Start of RECORDS FOR THE TASK

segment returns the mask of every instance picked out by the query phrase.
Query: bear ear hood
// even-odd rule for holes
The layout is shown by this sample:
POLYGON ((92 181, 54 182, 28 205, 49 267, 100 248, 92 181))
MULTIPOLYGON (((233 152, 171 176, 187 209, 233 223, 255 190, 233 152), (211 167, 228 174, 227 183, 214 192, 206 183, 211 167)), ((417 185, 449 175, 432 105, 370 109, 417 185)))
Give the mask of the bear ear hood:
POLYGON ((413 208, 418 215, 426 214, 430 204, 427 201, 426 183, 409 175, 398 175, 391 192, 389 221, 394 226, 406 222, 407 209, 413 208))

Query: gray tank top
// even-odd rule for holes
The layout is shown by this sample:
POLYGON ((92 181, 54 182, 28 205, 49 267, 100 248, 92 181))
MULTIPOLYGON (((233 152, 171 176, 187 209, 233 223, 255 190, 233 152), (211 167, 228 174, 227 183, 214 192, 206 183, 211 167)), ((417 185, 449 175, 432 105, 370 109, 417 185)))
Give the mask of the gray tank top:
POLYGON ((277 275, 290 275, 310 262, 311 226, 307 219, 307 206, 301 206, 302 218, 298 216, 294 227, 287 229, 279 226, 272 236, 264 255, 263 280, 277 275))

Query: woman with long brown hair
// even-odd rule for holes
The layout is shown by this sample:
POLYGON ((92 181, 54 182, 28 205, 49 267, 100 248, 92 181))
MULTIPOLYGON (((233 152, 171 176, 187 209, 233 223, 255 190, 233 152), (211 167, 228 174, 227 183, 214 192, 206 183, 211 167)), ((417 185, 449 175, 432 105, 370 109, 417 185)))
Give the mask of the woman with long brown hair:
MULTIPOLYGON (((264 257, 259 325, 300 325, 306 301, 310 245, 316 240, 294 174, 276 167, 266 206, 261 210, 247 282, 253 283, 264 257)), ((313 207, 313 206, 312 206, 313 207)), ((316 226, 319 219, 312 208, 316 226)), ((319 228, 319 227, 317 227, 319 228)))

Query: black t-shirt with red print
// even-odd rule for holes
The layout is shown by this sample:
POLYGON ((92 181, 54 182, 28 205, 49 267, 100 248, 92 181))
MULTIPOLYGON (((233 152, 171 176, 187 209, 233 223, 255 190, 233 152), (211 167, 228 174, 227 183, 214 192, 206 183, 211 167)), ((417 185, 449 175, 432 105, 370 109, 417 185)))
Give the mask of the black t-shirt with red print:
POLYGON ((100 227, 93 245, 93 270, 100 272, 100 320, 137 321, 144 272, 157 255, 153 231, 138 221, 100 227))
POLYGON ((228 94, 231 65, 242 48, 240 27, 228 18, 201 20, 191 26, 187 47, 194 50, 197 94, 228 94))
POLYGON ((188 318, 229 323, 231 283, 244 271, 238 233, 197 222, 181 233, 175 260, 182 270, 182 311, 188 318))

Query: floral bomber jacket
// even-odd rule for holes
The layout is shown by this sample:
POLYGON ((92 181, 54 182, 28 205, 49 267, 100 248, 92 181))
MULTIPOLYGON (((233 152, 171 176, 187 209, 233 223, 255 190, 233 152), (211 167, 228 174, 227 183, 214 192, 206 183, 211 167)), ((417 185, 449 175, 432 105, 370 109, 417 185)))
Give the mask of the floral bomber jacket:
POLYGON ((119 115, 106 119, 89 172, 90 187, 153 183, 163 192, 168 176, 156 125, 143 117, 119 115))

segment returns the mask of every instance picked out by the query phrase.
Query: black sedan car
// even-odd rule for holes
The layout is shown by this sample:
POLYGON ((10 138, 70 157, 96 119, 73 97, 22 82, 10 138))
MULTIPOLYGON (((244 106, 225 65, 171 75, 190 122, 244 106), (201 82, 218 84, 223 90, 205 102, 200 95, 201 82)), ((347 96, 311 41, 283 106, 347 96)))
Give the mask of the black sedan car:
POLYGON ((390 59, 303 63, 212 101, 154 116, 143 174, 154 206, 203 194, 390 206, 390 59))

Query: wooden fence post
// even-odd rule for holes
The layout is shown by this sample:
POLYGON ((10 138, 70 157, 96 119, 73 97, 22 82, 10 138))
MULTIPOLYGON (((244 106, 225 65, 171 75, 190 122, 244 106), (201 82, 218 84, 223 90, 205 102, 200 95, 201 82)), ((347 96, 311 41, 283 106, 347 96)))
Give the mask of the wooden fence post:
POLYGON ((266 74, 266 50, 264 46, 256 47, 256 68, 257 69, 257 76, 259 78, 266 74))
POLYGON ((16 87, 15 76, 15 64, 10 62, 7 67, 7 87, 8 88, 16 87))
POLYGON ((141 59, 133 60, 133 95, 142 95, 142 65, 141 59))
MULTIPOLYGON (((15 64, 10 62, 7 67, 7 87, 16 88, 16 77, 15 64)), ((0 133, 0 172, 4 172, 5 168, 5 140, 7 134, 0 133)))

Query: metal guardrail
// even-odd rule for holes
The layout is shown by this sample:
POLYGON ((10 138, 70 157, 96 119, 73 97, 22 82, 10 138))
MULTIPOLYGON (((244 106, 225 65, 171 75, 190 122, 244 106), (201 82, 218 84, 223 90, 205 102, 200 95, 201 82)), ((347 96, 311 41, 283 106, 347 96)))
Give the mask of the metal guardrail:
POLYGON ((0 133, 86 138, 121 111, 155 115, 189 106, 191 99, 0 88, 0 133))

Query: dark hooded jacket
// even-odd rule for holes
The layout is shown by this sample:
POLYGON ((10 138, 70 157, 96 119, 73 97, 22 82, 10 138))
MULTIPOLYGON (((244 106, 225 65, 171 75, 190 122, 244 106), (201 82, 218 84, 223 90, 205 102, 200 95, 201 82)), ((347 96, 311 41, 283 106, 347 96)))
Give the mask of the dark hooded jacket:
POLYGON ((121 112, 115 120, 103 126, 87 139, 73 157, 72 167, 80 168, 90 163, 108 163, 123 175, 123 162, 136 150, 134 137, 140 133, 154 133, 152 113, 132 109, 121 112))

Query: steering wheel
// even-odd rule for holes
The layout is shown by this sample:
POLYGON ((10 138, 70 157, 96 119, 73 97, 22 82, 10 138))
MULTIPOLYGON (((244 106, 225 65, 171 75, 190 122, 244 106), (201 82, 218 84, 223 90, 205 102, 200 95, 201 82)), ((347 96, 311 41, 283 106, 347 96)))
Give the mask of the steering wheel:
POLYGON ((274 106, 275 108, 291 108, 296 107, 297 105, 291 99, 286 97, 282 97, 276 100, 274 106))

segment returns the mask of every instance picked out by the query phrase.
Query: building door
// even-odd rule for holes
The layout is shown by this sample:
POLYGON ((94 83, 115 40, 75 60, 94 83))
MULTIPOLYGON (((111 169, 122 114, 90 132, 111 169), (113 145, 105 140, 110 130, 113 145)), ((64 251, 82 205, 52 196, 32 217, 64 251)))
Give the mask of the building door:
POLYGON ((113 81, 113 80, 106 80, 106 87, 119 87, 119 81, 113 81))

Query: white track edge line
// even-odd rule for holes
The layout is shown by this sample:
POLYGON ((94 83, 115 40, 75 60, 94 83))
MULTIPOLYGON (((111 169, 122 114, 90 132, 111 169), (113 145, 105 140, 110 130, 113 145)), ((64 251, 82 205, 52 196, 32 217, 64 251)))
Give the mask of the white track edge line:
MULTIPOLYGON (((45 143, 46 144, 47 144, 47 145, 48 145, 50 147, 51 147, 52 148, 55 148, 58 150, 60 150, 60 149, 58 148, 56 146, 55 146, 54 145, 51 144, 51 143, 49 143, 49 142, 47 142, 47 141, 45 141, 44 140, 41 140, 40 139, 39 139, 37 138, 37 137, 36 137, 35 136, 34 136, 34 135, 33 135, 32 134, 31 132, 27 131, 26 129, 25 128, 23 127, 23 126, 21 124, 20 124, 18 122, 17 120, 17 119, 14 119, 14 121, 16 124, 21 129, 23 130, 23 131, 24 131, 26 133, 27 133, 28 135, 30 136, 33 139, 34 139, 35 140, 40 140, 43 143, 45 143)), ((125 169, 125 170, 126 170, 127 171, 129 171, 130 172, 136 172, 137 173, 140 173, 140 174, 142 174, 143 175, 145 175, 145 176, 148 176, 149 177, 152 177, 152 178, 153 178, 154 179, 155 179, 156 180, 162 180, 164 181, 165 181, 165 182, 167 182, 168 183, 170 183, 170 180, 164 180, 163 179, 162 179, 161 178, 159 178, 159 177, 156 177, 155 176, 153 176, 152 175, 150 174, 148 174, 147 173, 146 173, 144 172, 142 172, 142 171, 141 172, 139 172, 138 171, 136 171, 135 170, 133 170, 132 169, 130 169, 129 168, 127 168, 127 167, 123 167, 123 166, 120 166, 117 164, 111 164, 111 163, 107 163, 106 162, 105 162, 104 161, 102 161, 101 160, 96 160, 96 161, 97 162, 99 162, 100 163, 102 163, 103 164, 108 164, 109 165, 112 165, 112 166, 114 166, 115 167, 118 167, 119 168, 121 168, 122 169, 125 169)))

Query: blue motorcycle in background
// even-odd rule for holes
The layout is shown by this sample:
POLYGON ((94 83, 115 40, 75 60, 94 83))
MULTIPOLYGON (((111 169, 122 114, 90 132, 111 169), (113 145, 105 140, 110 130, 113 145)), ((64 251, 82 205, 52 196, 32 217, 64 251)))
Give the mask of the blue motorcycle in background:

End of RECORDS FOR THE TASK

▸ **DIRECTION**
Can you turn the lines of the material above, from the line with "Query: steering wheel" up to and including the line with "POLYGON ((113 81, 113", into a JSON list of strings with one string per line and blank lines left out?

▸ **EXERCISE SOLUTION**
[
  "Query: steering wheel",
  "// even-odd rule for holes",
  "The layout is shown by this sample:",
  "POLYGON ((10 138, 70 157, 96 119, 73 97, 22 82, 10 138))",
  "MULTIPOLYGON (((244 106, 225 65, 171 75, 190 122, 244 106), (201 82, 218 84, 223 90, 205 102, 200 95, 201 82)), ((347 96, 311 41, 283 106, 347 96)))",
  "Give the mask of the steering wheel:",
  "POLYGON ((274 106, 275 108, 291 108, 296 107, 297 105, 291 99, 286 97, 282 97, 276 100, 274 106))",
  "segment returns the mask of every instance picked out by the query phrase.",
  "Query: building door",
  "// even-odd rule for holes",
  "The layout is shown by this sample:",
  "POLYGON ((94 83, 115 40, 75 60, 94 83))",
  "MULTIPOLYGON (((111 169, 122 114, 90 132, 111 169), (113 145, 105 140, 110 130, 113 145)), ((64 251, 82 205, 52 196, 32 217, 64 251)))",
  "Give the mask of the building door:",
  "POLYGON ((113 81, 113 80, 106 80, 106 87, 119 87, 119 81, 113 81))"
]